SOURCE EXTRACT
BEGIN
When the user-service is up and running it will perform some interactions with the database such as creating users or updating them. This means that in the event of a failure of this instance, we would loose some data.

To defend against such cases this service relies on an automatic back-up task which periodically dumps the content of the database and saves it to a dedicated S3 bucket. In the event of a failure of the EC2 instance hosting the database we can restore to the latest available back-up.

The back-up process is composed of two main components:

a cron job running regularly to dump the database
a S3 bucket to which the dumps are uploaded

The bucket is named user-service-database-backups and has a policy to only keep the back-ups for a couple of days: after that they anyway lose their relevance.

Note: in case of another database the bucket name will be different. If a new database is added to the configuration defined in this service, it will most likely require creating a new bucket to store the back-ups.
END
DATASET
BEGIN
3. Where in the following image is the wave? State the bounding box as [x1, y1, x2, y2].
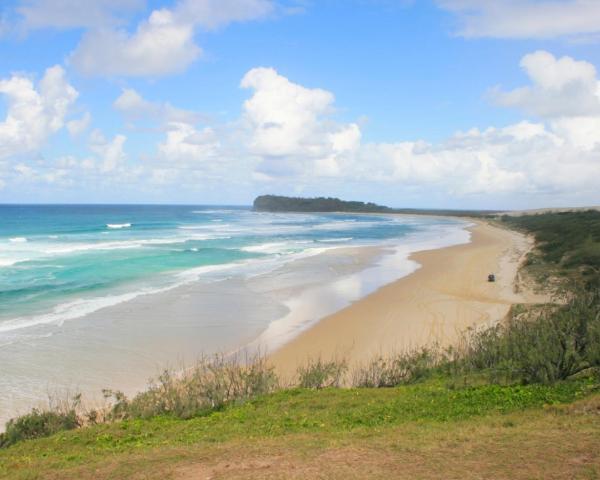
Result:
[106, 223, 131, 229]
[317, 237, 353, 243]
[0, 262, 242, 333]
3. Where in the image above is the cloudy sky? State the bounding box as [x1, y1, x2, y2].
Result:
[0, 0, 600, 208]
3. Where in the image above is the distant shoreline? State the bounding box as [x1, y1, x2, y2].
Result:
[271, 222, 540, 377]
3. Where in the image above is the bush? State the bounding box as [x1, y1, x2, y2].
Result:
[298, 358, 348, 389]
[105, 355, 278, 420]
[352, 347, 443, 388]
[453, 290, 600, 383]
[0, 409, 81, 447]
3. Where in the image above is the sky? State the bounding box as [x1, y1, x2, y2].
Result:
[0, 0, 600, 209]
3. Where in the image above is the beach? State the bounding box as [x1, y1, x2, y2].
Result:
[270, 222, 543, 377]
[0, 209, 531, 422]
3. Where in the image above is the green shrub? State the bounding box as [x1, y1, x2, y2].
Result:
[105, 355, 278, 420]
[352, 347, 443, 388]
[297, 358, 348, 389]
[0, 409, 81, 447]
END
TO DO
**a.** In the database back-up text, how long does the bucket keep the back-ups?
**b.** In the database back-up text, take the part that opens with the words containing "When the user-service" and closes with "latest available back-up.", and give it again with "virtual server" substituted for "EC2 instance".

RESPONSES TO THE EXERCISE
**a.** Only a couple of days.

**b.**
When the user-service is up and running it will perform some interactions with the database such as creating users or updating them. This means that in the event of a failure of this instance, we would loose some data.

To defend against such cases this service relies on an automatic back-up task which periodically dumps the content of the database and saves it to a dedicated S3 bucket. In the event of a failure of the virtual server hosting the database we can restore to the latest available back-up.